● GIVEN REQUEST 1: Name every software library or typesetting system that the blog post mentions.
● GIVEN REQUEST 2: Please copy the part of the blog post starting with "I'm currently working" and going on through "just embedding them.".
● GIVEN REQUEST 3: According to the blog post, how much binary overhead does the hyphenation crate add when its hyphenation patterns are embedded?

● DOCUMENT PASSAGE:
++++++++++

Laurenz's Blog GitHub

How To Put 30 Languages Into 1.1MB

This blog post is about hypher, a fast hyphenation library for Rust.

I'm currently working on a pure-rust LaTeX alternative called Typst. To obtain justification results on par with LaTeX, Typst needs support for hyphenation. A quick search on docs.rs showed that there's only really one hyphenation library, fittingly called hyphenation. All other crates I've found were small variations of this crate. The hyphenation crate has a lot of functionality and supports many languages. However, it also has sizable binary overhead when you embed the hyphenation patterns (2.8MB). While you can load patterns at runtime, distributing the pattern files separately is so much more complicated than just embedding them.

++++++++++

● EXTRACTED RECORDS:
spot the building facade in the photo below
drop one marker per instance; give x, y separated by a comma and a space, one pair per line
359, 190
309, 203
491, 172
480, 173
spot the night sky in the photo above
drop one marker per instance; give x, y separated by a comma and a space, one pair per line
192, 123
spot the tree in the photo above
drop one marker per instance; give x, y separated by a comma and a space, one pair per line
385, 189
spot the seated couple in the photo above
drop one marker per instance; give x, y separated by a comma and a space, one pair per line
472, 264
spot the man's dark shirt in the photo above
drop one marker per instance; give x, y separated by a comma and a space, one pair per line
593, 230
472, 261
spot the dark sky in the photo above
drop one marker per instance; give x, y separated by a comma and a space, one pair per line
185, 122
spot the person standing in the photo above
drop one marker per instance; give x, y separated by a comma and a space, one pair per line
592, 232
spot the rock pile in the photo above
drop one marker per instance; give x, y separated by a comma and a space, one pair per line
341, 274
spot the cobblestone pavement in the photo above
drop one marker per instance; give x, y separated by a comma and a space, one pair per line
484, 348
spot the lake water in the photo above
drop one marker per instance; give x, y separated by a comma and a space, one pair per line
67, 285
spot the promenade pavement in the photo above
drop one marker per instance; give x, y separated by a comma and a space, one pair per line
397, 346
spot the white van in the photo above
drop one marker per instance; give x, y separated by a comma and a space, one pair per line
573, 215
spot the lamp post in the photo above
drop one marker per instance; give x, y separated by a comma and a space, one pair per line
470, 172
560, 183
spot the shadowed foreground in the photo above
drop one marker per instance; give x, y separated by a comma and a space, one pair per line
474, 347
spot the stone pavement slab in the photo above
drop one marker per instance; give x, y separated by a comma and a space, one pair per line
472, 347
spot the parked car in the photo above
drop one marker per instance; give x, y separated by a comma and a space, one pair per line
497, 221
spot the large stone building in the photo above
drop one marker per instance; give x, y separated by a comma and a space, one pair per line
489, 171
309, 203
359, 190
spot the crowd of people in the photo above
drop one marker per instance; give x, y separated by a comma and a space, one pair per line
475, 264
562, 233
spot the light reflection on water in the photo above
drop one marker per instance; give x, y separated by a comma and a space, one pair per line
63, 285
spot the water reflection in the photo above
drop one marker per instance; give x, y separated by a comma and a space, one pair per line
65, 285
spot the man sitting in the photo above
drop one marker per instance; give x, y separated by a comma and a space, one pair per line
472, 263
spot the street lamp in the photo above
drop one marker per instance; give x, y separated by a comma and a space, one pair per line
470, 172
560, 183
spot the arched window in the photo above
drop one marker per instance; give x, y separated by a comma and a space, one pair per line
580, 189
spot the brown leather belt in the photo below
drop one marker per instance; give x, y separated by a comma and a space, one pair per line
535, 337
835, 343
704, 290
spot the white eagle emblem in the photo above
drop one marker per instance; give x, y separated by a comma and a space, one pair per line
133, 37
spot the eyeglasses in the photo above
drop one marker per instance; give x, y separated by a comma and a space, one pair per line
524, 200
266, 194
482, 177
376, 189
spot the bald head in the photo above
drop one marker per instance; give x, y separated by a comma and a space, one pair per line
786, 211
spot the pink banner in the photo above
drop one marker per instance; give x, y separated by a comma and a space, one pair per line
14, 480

++++++++++

● CORRECT ANSWER 1: hypher, Typst, LaTeX, hyphenation

● CORRECT ANSWER 2:
I'm currently working on a pure-rust LaTeX alternative called Typst. To obtain justification results on par with LaTeX, Typst needs support for hyphenation. A quick search on docs.rs showed that there's only really one hyphenation library, fittingly called hyphenation. All other crates I've found were small variations of this crate. The hyphenation crate has a lot of functionality and supports many languages. However, it also has sizable binary overhead when you embed the hyphenation patterns (2.8MB). While you can load patterns at runtime, distributing the pattern files separately is so much more complicated than just embedding them.

● CORRECT ANSWER 3: 2.8MB